> [PROBLEM STATEMENT] Which lines in the records below hold the word "overhead"? Copy each of them.

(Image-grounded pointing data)
<<<<

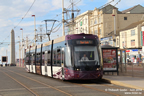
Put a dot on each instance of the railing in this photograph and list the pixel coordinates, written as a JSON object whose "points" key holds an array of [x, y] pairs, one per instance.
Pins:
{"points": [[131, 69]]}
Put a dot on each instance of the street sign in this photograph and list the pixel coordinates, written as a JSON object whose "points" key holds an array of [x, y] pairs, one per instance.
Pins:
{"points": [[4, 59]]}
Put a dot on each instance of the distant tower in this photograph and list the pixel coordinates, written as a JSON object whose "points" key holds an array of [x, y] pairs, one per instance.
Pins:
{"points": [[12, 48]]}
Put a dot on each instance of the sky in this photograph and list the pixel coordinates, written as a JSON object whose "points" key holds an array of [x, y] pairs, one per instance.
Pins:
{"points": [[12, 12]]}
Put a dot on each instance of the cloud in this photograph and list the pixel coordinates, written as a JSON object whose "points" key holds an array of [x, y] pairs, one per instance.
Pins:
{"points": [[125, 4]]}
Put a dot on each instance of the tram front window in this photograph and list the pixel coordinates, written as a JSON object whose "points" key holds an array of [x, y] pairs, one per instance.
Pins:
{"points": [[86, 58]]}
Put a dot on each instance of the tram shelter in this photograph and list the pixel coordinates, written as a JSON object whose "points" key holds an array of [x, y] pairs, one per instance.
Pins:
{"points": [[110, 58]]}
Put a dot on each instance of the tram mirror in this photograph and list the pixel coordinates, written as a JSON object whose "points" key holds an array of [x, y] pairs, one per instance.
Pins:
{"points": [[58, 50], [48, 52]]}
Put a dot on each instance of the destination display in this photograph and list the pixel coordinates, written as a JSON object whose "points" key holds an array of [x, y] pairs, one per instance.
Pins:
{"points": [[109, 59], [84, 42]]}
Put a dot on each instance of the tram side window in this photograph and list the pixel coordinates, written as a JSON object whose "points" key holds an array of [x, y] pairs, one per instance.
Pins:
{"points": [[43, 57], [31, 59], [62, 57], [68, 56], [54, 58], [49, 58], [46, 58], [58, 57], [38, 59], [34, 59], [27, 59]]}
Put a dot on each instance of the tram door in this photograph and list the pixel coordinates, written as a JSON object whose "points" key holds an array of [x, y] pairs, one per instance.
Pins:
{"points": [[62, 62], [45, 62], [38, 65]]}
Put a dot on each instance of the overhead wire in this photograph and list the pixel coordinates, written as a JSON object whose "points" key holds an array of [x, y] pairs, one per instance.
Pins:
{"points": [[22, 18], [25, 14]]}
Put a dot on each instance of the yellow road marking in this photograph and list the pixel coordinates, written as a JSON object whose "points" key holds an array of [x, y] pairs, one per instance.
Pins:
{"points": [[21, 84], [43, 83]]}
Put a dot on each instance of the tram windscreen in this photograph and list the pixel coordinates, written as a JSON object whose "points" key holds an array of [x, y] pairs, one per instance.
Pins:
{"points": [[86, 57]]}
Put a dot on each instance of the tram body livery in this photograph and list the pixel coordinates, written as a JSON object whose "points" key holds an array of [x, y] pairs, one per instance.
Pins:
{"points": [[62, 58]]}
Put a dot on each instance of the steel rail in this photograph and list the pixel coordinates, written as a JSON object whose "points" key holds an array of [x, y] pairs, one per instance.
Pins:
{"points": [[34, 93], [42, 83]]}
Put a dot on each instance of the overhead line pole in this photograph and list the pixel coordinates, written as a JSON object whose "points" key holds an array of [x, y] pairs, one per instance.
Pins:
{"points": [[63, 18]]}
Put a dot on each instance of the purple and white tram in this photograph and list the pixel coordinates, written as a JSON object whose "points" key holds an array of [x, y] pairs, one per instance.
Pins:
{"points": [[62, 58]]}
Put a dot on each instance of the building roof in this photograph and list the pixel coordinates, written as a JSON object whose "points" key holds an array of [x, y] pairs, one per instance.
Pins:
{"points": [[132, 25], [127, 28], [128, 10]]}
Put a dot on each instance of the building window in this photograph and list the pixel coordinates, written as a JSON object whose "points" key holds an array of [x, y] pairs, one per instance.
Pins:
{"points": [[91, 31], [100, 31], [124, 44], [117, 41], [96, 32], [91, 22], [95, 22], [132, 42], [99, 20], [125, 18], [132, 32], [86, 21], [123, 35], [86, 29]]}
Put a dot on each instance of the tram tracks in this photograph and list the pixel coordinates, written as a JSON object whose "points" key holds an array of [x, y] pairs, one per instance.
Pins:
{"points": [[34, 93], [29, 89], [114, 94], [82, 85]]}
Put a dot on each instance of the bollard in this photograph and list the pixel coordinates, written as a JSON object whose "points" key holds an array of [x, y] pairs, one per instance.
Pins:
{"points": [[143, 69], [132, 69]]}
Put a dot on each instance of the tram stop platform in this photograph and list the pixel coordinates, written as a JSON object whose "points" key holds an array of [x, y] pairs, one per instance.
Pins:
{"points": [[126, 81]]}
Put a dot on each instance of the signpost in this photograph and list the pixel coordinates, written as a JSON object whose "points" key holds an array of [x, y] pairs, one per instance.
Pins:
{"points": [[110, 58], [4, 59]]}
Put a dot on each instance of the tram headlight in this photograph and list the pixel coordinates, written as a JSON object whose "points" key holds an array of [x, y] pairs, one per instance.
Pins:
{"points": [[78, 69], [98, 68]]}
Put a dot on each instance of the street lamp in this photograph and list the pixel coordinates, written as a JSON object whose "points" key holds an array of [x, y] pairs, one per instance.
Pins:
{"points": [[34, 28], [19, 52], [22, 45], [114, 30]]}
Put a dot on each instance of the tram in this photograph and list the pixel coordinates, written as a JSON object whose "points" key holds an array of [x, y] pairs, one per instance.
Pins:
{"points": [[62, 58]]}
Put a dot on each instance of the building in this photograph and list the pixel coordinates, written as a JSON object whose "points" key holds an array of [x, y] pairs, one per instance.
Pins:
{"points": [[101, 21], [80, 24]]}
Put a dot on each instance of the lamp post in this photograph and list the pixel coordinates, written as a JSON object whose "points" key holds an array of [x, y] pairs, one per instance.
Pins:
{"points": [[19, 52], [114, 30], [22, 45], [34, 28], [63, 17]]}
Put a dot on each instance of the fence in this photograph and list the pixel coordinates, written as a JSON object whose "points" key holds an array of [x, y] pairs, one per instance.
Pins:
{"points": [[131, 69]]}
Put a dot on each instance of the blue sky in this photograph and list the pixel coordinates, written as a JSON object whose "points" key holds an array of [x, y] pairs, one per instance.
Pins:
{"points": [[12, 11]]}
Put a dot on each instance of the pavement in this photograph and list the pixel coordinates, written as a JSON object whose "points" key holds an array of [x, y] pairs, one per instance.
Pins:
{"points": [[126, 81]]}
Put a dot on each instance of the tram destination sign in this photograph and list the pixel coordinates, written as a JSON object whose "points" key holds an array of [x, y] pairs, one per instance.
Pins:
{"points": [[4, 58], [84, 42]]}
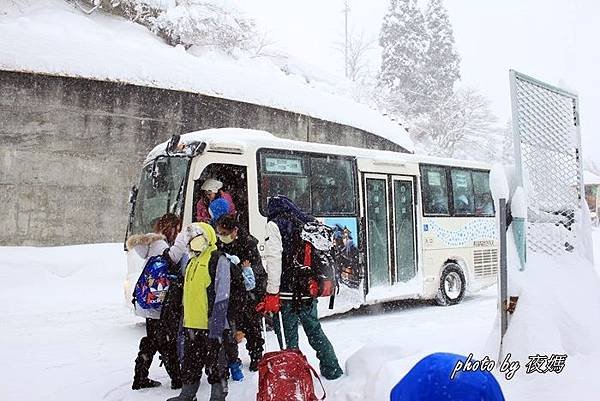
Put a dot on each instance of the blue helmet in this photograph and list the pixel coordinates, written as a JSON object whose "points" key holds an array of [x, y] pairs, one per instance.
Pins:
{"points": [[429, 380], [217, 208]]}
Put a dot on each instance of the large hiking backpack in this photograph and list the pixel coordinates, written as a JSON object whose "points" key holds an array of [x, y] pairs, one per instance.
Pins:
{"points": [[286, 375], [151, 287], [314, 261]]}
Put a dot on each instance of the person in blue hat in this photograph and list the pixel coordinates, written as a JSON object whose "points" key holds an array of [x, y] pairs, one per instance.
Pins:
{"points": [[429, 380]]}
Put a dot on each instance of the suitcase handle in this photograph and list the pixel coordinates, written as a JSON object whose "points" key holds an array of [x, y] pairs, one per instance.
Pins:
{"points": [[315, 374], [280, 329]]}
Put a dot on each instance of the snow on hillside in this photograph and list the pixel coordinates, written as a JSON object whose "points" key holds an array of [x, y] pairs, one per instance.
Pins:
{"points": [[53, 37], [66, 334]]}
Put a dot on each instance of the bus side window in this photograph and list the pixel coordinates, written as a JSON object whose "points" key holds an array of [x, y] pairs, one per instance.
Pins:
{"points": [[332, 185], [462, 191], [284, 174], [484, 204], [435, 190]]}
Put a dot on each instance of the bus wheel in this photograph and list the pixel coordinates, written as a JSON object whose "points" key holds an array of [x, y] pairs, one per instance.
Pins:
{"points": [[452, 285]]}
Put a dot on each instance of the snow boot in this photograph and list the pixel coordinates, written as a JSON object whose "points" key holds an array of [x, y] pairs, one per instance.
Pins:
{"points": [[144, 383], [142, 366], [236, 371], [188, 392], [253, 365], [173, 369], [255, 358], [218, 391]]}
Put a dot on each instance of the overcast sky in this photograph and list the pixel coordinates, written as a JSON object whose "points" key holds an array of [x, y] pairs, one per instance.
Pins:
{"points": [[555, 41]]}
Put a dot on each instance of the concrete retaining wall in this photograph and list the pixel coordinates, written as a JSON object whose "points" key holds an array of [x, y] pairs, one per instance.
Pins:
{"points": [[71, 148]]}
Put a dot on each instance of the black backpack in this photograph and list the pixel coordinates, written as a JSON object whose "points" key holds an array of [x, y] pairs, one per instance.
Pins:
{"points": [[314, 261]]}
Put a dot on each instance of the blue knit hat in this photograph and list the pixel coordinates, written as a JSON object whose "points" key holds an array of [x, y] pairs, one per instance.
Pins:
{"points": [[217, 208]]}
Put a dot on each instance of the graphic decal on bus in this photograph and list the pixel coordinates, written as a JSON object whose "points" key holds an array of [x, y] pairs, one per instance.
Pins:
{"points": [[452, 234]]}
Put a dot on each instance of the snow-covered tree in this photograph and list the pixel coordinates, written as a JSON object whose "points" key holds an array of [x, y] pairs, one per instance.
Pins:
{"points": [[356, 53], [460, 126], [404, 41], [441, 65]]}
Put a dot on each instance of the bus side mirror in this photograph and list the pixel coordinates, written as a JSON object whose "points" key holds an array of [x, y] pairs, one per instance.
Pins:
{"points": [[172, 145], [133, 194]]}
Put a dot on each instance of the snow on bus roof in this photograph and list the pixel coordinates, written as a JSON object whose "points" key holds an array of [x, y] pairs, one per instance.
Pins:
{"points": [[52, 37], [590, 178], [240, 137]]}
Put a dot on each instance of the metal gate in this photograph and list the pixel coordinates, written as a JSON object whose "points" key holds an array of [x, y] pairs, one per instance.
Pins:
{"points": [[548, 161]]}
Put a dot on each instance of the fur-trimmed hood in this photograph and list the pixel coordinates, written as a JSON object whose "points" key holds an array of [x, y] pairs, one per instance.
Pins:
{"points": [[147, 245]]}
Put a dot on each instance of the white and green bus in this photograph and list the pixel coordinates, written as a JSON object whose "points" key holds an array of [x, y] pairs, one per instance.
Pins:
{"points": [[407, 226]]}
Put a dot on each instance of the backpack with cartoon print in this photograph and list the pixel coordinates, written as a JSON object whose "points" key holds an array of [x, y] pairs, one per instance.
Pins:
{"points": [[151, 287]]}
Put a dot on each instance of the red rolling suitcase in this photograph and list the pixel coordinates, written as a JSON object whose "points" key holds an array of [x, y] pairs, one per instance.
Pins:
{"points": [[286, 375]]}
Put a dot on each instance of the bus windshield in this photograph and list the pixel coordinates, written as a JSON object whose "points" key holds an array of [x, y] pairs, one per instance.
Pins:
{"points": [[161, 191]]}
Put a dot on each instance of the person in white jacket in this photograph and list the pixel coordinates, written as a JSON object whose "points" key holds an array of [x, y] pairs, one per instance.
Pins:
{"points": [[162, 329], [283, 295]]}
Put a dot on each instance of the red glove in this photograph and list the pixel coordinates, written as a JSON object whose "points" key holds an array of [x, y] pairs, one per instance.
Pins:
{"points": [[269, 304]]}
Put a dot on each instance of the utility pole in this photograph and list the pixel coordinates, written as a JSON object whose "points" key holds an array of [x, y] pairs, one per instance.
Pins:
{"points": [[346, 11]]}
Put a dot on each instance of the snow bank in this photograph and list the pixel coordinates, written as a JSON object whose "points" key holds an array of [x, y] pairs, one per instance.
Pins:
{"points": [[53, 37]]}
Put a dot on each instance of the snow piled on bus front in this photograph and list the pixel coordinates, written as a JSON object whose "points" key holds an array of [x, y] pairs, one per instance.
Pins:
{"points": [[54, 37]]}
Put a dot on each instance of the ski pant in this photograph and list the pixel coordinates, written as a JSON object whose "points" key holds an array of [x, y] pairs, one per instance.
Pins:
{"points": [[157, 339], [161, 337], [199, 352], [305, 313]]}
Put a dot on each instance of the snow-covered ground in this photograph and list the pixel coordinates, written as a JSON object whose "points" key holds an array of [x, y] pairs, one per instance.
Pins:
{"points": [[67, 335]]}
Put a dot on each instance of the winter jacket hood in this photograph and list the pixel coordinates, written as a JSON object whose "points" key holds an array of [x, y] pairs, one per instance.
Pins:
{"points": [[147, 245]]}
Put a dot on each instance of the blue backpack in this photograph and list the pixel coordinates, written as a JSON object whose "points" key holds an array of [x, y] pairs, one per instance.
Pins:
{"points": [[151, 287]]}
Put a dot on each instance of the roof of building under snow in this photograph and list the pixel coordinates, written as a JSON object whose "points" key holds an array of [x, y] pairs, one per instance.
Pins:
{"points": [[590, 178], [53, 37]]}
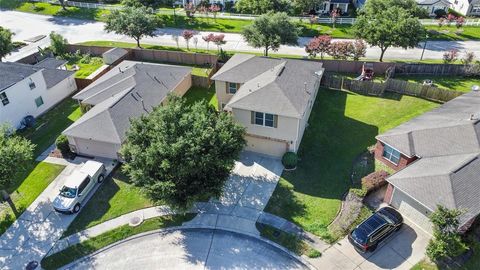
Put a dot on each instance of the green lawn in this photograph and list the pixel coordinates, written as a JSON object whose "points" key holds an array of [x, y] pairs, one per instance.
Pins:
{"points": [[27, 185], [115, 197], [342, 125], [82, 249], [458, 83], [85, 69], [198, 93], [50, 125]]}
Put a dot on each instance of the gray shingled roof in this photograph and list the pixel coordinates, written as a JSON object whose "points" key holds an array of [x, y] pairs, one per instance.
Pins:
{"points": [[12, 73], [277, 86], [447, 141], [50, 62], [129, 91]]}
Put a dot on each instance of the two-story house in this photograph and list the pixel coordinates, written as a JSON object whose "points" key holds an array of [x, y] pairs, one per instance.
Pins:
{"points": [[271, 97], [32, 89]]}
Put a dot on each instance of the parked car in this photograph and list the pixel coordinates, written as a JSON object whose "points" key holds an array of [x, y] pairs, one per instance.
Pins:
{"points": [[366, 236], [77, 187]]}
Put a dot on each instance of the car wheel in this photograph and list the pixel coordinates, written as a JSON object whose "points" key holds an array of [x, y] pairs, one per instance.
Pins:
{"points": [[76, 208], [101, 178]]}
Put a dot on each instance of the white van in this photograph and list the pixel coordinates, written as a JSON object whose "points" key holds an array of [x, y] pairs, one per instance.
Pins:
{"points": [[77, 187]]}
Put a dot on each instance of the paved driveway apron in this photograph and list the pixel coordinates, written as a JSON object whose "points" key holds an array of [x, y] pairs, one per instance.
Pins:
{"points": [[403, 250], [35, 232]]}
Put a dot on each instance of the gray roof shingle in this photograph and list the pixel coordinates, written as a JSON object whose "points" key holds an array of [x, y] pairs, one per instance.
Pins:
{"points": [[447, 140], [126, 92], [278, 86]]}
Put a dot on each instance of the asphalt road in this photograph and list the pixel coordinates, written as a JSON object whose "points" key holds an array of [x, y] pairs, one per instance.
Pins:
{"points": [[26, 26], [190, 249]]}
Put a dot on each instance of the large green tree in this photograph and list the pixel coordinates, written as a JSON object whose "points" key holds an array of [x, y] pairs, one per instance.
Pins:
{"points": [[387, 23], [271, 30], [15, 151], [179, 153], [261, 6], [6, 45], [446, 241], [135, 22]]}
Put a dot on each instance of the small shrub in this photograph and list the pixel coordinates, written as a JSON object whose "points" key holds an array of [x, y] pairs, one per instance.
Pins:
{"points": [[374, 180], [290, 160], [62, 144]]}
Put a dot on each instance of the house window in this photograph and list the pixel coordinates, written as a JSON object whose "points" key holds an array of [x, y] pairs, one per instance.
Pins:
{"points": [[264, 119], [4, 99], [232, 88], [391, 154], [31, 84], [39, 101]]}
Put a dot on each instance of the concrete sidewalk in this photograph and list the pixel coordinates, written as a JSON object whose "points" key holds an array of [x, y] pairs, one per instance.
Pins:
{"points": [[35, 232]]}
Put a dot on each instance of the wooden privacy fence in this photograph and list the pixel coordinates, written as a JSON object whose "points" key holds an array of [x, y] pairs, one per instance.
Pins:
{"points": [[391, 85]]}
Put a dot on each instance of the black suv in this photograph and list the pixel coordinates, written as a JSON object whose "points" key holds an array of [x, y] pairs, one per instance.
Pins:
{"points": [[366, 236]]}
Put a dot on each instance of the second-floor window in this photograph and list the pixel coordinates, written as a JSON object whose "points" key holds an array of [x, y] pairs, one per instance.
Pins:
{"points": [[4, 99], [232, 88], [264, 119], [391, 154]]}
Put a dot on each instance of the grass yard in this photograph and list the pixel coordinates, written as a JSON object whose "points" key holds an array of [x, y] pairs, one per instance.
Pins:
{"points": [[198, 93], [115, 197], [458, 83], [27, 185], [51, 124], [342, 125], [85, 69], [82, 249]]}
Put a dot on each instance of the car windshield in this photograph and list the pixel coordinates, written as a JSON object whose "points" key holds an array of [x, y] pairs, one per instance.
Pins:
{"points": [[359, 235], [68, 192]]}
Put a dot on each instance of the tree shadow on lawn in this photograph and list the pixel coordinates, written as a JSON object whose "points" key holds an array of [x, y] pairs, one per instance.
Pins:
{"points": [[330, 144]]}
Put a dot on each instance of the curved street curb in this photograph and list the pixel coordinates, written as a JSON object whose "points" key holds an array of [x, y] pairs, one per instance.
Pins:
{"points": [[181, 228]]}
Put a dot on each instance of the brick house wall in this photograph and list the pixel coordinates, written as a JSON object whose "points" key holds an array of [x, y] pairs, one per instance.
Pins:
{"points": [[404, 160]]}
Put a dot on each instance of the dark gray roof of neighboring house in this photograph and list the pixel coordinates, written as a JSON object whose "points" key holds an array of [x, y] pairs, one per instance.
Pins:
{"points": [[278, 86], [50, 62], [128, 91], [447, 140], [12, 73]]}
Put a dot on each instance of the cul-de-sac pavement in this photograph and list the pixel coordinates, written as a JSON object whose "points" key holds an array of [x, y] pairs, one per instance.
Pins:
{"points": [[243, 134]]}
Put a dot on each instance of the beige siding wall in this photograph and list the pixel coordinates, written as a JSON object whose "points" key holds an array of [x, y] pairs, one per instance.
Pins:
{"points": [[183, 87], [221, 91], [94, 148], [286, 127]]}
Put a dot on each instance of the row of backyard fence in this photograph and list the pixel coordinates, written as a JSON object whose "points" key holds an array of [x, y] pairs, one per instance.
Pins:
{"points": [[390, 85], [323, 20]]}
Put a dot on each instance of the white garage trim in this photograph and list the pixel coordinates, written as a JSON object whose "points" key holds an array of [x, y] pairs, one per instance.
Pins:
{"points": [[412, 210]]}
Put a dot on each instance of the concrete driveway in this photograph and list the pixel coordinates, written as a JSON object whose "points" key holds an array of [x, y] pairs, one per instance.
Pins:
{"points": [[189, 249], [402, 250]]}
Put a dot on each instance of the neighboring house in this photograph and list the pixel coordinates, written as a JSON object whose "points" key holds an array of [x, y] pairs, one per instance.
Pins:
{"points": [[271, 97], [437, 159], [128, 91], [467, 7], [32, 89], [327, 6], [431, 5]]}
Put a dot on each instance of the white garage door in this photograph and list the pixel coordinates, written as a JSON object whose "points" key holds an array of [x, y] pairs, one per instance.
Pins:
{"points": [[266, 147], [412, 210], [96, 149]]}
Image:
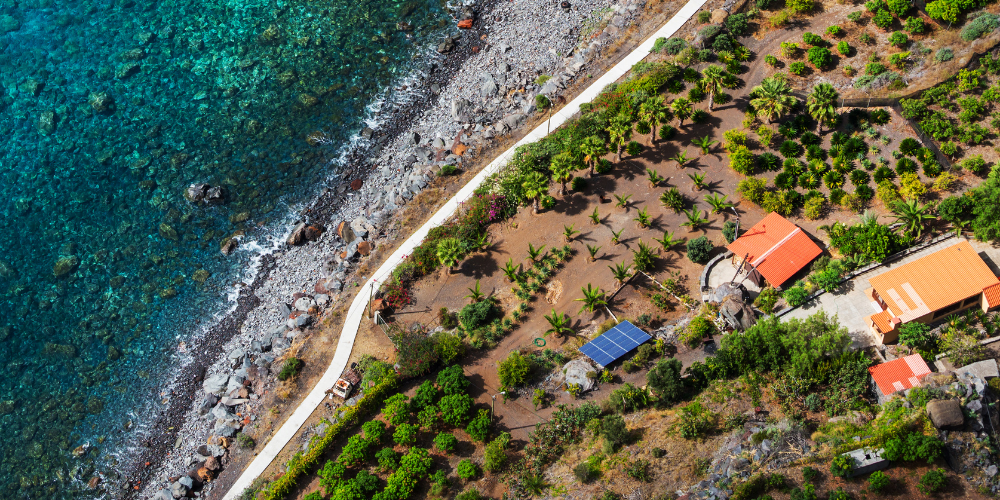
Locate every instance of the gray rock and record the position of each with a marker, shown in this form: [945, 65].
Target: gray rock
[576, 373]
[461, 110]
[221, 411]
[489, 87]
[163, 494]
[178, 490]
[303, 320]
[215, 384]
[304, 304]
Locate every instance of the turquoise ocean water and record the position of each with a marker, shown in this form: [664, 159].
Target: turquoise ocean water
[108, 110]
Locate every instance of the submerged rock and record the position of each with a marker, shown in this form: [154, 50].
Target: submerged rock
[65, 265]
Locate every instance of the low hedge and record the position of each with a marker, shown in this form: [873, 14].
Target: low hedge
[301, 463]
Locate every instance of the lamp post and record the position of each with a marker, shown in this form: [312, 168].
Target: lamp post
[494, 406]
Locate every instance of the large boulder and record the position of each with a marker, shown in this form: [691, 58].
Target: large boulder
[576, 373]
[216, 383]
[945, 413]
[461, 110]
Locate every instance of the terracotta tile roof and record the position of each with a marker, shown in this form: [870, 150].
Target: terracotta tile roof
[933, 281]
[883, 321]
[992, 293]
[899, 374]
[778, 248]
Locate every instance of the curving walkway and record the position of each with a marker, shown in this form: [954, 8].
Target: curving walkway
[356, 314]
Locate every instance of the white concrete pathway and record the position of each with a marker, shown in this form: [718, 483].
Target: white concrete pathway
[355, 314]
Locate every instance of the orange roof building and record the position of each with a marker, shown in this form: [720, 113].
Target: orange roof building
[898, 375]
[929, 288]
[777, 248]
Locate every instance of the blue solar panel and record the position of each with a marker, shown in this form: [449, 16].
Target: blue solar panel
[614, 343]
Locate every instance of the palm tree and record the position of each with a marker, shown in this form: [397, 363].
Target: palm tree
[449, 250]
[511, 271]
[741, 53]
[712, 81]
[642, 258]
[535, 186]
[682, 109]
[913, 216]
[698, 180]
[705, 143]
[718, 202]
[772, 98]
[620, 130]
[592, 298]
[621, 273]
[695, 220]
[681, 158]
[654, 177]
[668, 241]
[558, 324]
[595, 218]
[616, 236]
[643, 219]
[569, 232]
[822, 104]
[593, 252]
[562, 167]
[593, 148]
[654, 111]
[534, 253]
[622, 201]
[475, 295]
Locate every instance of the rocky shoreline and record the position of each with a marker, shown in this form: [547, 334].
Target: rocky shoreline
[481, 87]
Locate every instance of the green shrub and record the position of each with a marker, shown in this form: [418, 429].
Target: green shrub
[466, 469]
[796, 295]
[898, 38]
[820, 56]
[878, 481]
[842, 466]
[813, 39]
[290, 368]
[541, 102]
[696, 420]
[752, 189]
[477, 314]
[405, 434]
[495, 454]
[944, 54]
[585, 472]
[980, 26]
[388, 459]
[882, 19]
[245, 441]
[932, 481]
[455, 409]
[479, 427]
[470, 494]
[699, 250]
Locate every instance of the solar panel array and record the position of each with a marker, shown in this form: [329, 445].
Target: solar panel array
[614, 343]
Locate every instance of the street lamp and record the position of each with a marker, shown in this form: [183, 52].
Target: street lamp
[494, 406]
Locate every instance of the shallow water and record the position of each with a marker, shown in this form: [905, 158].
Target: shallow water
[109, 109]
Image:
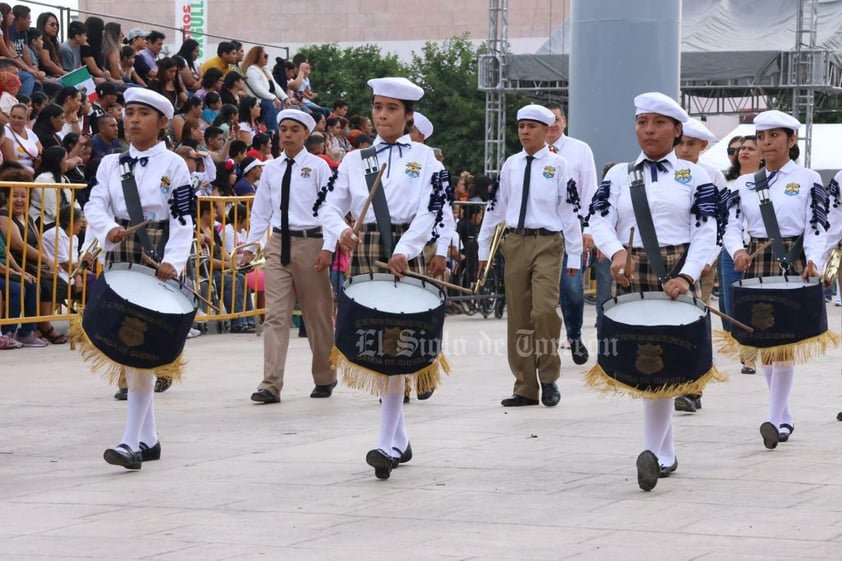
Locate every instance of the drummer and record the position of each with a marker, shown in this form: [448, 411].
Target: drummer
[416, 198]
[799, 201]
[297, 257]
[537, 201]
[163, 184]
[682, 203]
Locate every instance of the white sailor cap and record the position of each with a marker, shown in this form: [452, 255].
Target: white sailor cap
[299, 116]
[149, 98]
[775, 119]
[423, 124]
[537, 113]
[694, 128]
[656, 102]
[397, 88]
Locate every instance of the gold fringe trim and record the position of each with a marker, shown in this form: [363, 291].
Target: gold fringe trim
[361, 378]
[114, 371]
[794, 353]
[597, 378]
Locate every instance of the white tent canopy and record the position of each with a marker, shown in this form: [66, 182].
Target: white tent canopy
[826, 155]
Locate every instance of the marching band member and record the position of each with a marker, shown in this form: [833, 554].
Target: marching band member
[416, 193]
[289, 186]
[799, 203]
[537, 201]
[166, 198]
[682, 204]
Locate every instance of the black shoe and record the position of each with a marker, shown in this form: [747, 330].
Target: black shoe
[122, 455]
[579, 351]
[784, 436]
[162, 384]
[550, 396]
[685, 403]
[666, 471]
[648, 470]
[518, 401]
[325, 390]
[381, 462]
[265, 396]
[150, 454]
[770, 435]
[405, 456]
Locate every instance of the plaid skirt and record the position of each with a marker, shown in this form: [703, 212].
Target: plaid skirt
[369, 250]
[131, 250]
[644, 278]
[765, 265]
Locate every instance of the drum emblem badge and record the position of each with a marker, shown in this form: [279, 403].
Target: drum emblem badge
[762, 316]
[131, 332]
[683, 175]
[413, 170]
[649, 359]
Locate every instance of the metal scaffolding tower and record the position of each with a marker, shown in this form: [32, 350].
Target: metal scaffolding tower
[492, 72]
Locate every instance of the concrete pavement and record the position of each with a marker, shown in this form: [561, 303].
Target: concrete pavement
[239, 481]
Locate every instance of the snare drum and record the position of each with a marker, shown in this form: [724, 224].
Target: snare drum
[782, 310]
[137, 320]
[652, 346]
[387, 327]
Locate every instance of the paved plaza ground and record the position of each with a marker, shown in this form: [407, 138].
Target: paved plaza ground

>>>>

> [RESPONSE TO THE EXERCISE]
Put a dot on each instance of the overhead wire in this photograph and list the pixel coordinates, written as a JSON object whose "points" key holds an array of [x, y] pairs, one per instance.
Put a dot on each instance of the overhead line pole in this photograph and list the pixel coordinates, written as a JSON object whose "points" key holds an array of [x, y] pairs, one per instance.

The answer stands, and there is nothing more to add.